[Detection annotation records]
- - - - -

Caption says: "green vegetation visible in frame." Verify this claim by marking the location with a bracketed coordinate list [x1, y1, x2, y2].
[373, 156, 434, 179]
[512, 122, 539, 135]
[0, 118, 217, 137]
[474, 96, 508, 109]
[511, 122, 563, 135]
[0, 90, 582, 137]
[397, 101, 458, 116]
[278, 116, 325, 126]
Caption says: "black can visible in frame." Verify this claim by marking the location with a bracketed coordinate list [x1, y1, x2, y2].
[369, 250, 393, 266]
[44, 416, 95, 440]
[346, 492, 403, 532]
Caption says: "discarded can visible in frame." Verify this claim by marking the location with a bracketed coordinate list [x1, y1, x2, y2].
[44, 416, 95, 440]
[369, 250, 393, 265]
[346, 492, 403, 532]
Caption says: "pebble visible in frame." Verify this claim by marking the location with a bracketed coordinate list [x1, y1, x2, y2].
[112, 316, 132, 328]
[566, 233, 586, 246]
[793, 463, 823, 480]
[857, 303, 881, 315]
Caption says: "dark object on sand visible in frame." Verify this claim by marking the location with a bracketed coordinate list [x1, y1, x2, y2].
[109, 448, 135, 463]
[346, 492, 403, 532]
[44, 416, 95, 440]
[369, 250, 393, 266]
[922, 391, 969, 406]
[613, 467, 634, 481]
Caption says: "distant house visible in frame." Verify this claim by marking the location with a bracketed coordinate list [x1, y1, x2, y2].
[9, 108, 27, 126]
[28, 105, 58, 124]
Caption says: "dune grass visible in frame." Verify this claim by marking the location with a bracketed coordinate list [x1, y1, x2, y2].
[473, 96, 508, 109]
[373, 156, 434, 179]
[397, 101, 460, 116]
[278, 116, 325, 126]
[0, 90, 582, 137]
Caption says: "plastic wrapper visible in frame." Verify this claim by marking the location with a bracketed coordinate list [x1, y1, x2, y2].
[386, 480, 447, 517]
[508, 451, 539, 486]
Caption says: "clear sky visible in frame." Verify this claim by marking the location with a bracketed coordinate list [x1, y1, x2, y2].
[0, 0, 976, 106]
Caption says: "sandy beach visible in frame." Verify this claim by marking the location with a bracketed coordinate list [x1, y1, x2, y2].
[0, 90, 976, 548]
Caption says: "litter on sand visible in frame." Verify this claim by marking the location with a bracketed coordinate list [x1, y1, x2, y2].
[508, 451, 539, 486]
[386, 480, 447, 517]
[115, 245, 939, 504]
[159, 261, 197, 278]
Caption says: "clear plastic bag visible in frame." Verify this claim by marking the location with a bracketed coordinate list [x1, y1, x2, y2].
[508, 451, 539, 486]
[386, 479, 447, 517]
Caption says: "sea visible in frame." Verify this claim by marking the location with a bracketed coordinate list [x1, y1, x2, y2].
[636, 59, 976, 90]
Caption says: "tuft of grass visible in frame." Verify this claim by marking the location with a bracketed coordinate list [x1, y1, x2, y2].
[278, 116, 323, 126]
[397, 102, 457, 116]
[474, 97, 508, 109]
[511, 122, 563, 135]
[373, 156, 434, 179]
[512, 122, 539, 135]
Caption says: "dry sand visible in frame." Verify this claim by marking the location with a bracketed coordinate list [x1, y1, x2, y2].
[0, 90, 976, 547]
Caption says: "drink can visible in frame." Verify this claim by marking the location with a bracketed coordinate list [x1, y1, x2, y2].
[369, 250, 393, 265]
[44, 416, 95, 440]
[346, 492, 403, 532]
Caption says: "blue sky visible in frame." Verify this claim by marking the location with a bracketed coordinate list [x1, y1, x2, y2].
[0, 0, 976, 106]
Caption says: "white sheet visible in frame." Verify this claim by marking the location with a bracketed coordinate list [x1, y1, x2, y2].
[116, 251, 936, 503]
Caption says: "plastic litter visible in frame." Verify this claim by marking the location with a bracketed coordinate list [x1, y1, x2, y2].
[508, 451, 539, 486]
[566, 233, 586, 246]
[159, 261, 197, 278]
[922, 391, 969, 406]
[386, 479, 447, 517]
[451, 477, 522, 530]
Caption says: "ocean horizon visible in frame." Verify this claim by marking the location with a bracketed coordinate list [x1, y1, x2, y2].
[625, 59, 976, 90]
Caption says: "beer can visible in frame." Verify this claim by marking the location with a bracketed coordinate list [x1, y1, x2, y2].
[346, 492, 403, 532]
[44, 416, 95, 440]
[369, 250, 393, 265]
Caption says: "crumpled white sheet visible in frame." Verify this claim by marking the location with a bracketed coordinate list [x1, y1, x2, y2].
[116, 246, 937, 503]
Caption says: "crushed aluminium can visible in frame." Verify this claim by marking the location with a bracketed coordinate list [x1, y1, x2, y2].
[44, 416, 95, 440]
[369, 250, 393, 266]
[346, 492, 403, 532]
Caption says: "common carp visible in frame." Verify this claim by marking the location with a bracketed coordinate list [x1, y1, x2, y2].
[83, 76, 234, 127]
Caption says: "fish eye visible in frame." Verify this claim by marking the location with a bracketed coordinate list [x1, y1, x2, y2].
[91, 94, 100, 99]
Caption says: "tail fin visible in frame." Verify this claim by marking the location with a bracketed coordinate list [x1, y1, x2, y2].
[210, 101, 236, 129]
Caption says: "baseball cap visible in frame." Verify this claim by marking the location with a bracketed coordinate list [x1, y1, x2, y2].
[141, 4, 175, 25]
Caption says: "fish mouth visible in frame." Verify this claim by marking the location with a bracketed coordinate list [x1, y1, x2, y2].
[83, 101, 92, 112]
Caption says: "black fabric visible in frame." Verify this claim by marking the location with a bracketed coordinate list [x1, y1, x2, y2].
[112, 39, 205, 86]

- - - - -

Rewrite all of the data above, swapping every "Verify this claim" for "Check this claim" and leaving everything else unchanged.

SOLUTION FOR THIS PROBLEM:
Caption says: "green vegetation visible in frame." Check this claim by marking the location with a bracketed coordinate list [x1, y1, x2, y2].
[373, 156, 434, 179]
[512, 122, 539, 135]
[0, 118, 217, 137]
[474, 96, 508, 109]
[511, 122, 563, 135]
[0, 90, 582, 137]
[397, 101, 458, 116]
[278, 116, 325, 126]
Caption says: "black can visible in frame." Check this claim by marking the location with a bracketed coordinate list [x1, y1, x2, y2].
[369, 250, 393, 266]
[44, 416, 95, 440]
[346, 492, 403, 532]
Caption says: "discarded can visible in frame." Check this claim by marking the location with a bracketed coordinate list [x1, y1, x2, y2].
[44, 416, 95, 440]
[369, 250, 393, 265]
[346, 492, 403, 532]
Caption says: "pebble visible in frame." Check this claim by marking the location with a bracketed coordinate list [x1, y1, x2, y2].
[112, 316, 132, 328]
[566, 233, 586, 246]
[793, 463, 823, 480]
[857, 303, 881, 315]
Caption says: "dark object on sand visible in frame." Check this claim by marking the location with a bracketed coordinate list [x1, y1, x2, y2].
[109, 448, 135, 463]
[346, 492, 403, 532]
[44, 416, 95, 440]
[369, 250, 393, 266]
[922, 391, 969, 406]
[613, 467, 634, 481]
Caption says: "distant house visible in frame." Check this claim by marking the location with a bracketed coordinate list [x1, y1, x2, y2].
[9, 108, 27, 126]
[28, 105, 58, 124]
Caption says: "dune grass visible in frame." Check this claim by marking the location with a bracketed coordinate list [x1, y1, x2, y2].
[473, 96, 508, 109]
[373, 156, 434, 179]
[397, 101, 460, 116]
[278, 116, 325, 126]
[0, 90, 582, 137]
Caption says: "plastic wrapper visible in frame." Check this claim by marking the location with a bracketed coordinate list [x1, y1, x2, y2].
[386, 480, 447, 517]
[508, 451, 539, 486]
Caption says: "clear sky visible in frame." Check this claim by marking the location with a bracketed coordinate list [x1, y1, x2, y2].
[0, 0, 976, 106]
Caption says: "sandy beach visible in frame." Check this claim by marking the location with a bracketed coordinate list [x1, y1, x2, y2].
[0, 90, 976, 548]
Caption says: "litter on sand visible in frame." Check this claim by marking the location with a bracketed coordinate list [x1, y1, x2, y2].
[508, 451, 539, 486]
[386, 480, 447, 517]
[115, 245, 939, 504]
[159, 261, 197, 278]
Caption says: "clear plastic bag visible in frame." Check this claim by marking the location with a bracketed coordinate list [x1, y1, x2, y2].
[508, 451, 539, 486]
[386, 479, 447, 517]
Caption says: "sea visible in frame." Check this claim by marking the location with a bracketed coordinate list [x1, y1, x2, y2].
[636, 59, 976, 90]
Caption says: "tuft of grass visible in frame." Check this claim by marking the location with a bracketed coordinate list [x1, y1, x2, y2].
[278, 116, 323, 126]
[397, 102, 457, 116]
[474, 97, 508, 109]
[511, 122, 563, 135]
[373, 156, 434, 179]
[512, 122, 539, 135]
Caption says: "dry sand visible in frame." Check this claim by marking the location with a bracketed coordinate list [x1, y1, x2, y2].
[0, 90, 976, 547]
Caption says: "drink can visible in frame." Check this claim by marking the location with a bracketed coordinate list [x1, y1, x2, y2].
[369, 250, 393, 265]
[44, 416, 95, 440]
[346, 492, 403, 532]
Caption says: "blue sky visible in frame." Check this claim by marking the location with a bracketed coordinate list [x1, y1, x2, y2].
[0, 0, 976, 106]
Caption says: "white sheet visible in frame." Check this claim by marking the location with a bracketed coordinate list [x1, y1, x2, y2].
[116, 251, 936, 503]
Caption says: "plastic litter visible in frame." Check this claim by marking the location with a bracketed coordinate list [x1, y1, x2, y2].
[508, 451, 539, 486]
[566, 233, 586, 246]
[159, 261, 197, 278]
[922, 391, 969, 406]
[386, 479, 447, 517]
[451, 477, 522, 530]
Caption says: "ocean horizon visible in frame." Check this claim by marking the location with a bracketed coordinate list [x1, y1, x2, y2].
[625, 59, 976, 90]
Caption says: "beer can visible in frame." Check this claim by marking the location with a bracketed coordinate list [x1, y1, x2, y2].
[346, 492, 403, 532]
[44, 416, 95, 440]
[369, 250, 393, 265]
Caption says: "crumpled white sheet visible in frame." Check this claim by marking the location with a bracketed coordinate list [x1, y1, x2, y2].
[116, 246, 937, 503]
Caption says: "crushed aluminium can visible in frame." Check this claim by marking the location with a bracketed coordinate list [x1, y1, x2, y2].
[44, 416, 95, 440]
[369, 250, 393, 266]
[346, 492, 403, 532]
Caption says: "common carp visible in frame." Check this claim by marking the location with a bracketed coordinate list [x1, y1, x2, y2].
[83, 76, 234, 127]
Caption says: "fish eye visible in frame." Check this claim by marking the location with a bracketed coordinate list [x1, y1, x2, y2].
[91, 94, 100, 99]
Caption says: "tail fin visible in frame." Check this claim by marking the location with a bracketed coordinate list [x1, y1, x2, y2].
[210, 101, 236, 129]
Caption says: "baseball cap visible in frame." Check this claim by marking the location with a bracketed coordinate list [x1, y1, x2, y2].
[141, 4, 175, 25]
Caption says: "fish mouth visible in frame." Check this claim by marking the location with a bracketed coordinate list [x1, y1, x2, y2].
[83, 101, 92, 112]
Caption says: "black fabric visible in frame." Check this claim by marking the location with a bracketed coordinate list [x1, y1, x2, y2].
[112, 39, 205, 86]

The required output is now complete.